Integrations & Extensions¶

RHAPSODY telemetry is built on the OpenTelemetry Python SDK and outputs a portable JSONL checkpoint file. This page shows how to connect it to external observability platforms and how to build your own analytics components on top of it.

OTel compatibility¶

RHAPSODY uses opentelemetry-sdk internally with in-memory providers (no exporter configured by default). You can replace or augment these providers to forward data to any OTel-compatible backend.

What RHAPSODY produces¶

Signal	OTel type	Provider
Task / session traces	Spans (`ReadableSpan`)	`TracerProvider` → `SpanBuffer` (in-memory)
Counters, gauges, histograms	Metrics (`MetricsData`)	`MeterProvider` → `InMemoryMetricReader`
Raw events	JSONL file lines	RHAPSODY checkpoint writer

Connecting an OTLP exporter (Jaeger, Tempo, Dynatrace…)¶

RHAPSODY creates its own private TracerProvider and MeterProvider at start_telemetry() time. To forward data to an external backend, pass your pre-built SpanProcessor and/or MetricReader instances — the standard OTel extension points. RHAPSODY wires them into its providers alongside the internal SpanBuffer / InMemoryMetricReader:

from opentelemetry.sdk.trace.export import BatchSpanProcessor
from opentelemetry.exporter.otlp.proto.grpc.trace_exporter import OTLPSpanExporter

telemetry = await session.start_telemetry(
    checkpoint_path="./tel/",
    span_processors=[BatchSpanProcessor(OTLPSpanExporter(endpoint="http://localhost:4317"))],
)
# … run session …
await session.close()   # stops telemetry automatically

All task spans now flow to both Jaeger / Grafana Tempo and the in-memory SpanBuffer (powering read_traces() / task_spans()). RHAPSODY never imports specific exporter classes — you own exporter construction and configuration entirely.

Environment-based configuration

OTel exporters read OTEL_EXPORTER_OTLP_ENDPOINT, OTEL_EXPORTER_OTLP_HEADERS, and OTEL_SERVICE_NAME from the environment automatically. Pair this with Resource.create() via the resource parameter:

import os
os.environ["OTEL_SERVICE_NAME"] = "my-app"
os.environ["OTEL_EXPORTER_OTLP_ENDPOINT"] = "https://api.honeycomb.io"
os.environ["OTEL_EXPORTER_OTLP_HEADERS"] = "x-honeycomb-team=YOUR_API_KEY"

from opentelemetry.sdk.trace.export import BatchSpanProcessor
from opentelemetry.exporter.otlp.proto.http.trace_exporter import OTLPSpanExporter

telemetry = await session.start_telemetry(
    span_processors=[BatchSpanProcessor(OTLPSpanExporter())],
)

Grafana + Prometheus (live dashboard)¶

This setup exports RHAPSODY metrics to Prometheus via the OTel Prometheus exporter, then visualizes them in Grafana.

**Listed entries:**
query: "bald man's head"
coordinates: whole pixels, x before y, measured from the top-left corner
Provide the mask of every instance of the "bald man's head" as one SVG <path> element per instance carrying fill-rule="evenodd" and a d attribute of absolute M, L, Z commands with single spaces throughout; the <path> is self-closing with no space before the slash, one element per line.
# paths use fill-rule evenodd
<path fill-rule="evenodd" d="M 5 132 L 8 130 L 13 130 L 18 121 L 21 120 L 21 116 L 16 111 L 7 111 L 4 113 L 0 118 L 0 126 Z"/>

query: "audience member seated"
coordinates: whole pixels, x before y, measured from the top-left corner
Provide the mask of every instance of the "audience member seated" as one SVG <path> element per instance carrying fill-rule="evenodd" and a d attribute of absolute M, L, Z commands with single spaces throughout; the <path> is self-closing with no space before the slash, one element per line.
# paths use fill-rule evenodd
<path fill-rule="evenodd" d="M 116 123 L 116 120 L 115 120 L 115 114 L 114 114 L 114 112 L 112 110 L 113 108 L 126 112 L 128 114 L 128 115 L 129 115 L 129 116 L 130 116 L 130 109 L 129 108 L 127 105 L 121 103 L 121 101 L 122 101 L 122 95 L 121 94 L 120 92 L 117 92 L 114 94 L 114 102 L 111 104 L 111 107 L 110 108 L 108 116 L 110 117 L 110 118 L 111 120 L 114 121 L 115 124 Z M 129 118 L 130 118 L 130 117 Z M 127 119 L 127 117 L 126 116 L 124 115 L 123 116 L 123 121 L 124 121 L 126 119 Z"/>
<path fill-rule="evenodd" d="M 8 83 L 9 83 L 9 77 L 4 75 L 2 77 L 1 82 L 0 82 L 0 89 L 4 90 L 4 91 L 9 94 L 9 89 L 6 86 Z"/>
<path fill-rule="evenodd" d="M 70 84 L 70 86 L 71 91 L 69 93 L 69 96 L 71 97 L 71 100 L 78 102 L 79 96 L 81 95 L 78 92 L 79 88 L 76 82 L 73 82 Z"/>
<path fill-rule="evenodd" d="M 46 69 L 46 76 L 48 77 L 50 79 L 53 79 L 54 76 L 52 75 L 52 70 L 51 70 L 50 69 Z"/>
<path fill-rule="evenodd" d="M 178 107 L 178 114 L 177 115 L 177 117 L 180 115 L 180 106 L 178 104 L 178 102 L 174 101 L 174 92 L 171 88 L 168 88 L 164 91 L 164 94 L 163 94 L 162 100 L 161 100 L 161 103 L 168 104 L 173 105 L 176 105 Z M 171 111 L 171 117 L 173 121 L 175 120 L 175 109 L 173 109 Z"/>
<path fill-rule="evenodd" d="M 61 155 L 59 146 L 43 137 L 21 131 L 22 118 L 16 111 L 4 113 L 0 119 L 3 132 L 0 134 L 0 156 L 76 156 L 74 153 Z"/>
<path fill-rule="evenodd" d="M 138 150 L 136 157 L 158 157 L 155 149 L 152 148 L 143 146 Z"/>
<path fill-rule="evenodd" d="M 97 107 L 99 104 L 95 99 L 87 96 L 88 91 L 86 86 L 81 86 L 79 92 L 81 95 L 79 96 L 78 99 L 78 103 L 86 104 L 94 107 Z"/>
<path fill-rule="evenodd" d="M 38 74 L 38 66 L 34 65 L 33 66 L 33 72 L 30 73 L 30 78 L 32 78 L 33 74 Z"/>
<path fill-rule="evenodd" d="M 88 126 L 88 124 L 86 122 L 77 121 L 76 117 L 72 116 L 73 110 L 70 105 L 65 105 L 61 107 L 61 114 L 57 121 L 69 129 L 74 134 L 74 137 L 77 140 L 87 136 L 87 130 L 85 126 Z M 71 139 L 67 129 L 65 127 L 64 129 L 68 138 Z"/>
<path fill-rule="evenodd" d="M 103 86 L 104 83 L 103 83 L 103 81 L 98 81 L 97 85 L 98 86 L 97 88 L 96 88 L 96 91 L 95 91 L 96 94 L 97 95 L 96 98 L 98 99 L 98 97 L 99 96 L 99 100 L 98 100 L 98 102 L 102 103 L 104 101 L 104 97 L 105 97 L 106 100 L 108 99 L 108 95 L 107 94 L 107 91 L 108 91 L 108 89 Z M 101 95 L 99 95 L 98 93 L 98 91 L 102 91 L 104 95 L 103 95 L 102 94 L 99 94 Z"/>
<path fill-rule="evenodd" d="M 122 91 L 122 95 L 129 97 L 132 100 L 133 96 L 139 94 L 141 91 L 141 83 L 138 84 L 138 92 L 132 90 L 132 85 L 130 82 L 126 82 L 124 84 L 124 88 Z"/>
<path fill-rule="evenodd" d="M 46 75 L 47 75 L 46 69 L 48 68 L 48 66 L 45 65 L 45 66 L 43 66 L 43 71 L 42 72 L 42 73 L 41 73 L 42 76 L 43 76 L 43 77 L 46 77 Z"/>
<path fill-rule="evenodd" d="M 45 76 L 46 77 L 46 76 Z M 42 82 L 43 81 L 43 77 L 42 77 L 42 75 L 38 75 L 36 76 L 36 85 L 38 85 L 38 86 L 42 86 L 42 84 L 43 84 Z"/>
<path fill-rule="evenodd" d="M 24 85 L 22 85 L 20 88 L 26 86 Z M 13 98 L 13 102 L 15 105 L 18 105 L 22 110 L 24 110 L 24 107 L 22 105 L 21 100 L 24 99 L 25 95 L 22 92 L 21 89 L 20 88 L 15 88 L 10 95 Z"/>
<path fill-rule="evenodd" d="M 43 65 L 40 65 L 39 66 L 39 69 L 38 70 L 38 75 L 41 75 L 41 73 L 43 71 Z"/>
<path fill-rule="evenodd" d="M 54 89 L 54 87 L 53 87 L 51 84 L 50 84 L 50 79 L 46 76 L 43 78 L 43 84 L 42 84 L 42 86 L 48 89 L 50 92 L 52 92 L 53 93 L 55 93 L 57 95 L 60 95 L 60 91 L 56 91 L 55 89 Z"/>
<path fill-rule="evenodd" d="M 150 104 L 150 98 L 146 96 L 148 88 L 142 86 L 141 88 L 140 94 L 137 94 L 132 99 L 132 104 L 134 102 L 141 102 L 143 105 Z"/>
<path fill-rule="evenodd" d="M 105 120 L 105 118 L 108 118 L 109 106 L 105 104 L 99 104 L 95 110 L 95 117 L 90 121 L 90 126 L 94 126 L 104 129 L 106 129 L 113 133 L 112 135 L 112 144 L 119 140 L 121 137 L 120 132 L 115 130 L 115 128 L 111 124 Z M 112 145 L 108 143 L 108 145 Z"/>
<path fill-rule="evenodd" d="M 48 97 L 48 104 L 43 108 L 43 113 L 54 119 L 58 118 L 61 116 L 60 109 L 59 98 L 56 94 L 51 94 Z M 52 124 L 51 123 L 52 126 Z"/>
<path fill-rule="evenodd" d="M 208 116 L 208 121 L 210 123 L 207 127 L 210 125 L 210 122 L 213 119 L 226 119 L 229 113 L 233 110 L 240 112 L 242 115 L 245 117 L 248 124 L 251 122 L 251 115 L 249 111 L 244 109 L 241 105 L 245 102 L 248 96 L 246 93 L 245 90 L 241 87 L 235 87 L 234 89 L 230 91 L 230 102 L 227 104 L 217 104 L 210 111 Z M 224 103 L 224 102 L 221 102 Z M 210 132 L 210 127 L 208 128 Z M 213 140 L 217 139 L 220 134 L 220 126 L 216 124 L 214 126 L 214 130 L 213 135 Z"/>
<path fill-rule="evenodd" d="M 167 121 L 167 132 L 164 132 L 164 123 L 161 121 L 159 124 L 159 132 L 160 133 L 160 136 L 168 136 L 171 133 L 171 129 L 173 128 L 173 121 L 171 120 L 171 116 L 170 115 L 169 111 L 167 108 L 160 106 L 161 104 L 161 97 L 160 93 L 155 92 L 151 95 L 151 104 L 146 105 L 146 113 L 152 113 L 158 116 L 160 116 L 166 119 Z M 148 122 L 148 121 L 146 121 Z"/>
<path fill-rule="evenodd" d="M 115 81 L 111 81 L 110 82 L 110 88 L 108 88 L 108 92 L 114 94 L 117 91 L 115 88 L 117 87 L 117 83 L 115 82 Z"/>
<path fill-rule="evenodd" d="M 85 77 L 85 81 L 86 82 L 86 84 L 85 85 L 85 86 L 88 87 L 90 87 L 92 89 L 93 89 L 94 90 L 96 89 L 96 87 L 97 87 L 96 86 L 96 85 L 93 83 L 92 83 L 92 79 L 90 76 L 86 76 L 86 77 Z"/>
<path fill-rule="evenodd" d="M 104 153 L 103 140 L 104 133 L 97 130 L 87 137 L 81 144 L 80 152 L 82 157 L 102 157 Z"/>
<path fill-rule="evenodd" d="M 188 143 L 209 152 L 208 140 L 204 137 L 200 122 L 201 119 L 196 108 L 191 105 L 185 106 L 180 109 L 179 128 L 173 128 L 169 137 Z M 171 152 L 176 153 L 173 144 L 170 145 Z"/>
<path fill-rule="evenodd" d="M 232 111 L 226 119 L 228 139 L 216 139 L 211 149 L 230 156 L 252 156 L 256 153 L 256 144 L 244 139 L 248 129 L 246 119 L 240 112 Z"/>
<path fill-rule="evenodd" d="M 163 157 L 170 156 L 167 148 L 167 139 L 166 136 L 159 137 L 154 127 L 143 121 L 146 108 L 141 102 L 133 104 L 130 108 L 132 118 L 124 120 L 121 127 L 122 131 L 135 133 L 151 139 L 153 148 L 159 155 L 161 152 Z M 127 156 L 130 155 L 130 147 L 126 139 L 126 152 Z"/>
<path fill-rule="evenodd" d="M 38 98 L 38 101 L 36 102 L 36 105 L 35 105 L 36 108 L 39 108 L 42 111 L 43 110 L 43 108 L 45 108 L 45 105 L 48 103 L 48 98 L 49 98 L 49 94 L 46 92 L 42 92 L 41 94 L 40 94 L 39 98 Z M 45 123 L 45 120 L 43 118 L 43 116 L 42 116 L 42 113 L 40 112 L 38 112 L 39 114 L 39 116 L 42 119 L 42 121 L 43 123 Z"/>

**Complete the following:**
1. On the RHAPSODY telemetry page, which three environment variables do OTel exporters read automatically?
2. Carry the RHAPSODY telemetry page forward from its last sentence by writing the next part of the Grafana + Prometheus section.
The data stands apart from the RHAPSODY telemetry page and is separate material.

**In response:**
1. OTEL_EXPORTER_OTLP_ENDPOINT, OTEL_EXPORTER_OTLP_HEADERS, and OTEL_SERVICE_NAME.

2.
Step 1 — start Grafana and Prometheus in Docker¶

# prometheus.yml
cat > prometheus.yml << 'EOF'
global:
  scrape_interval: 5s
scrape_configs:
  - job_name: rhapsody
    static_configs:
      - targets: ['host.docker.internal:9464']
EOF

docker run -d --name prometheus \
  -p 9090:9090 \
  -v $(pwd)/prometheus.yml:/etc/prometheus/prometheus.yml \
  prom/prometheus

docker run -d --name grafana \
  -p 3000:3000 \
  --env GF_AUTH_ANONYMOUS_ENABLED=true \
  --env GF_AUTH_ANONYMOUS_ORG_ROLE=Admin \
  grafana/grafana-oss

Step 2 — install the OTel Prometheus exporter¶

pip install opentelemetry-exporter-prometheus

Step 3 — wire RHAPSODY metrics to the exporter¶

from opentelemetry.exporter.prometheus import PrometheusMetricReader
from prometheus_client import start_http_server

# Serve Prometheus metrics on port 9464
start_http_server(port=9464)

telemetry = await session.start_telemetry(
    resource_poll_interval=5.0,
    checkpoint_path="./tel/",
    metric_readers=[PrometheusMetricReader()],
)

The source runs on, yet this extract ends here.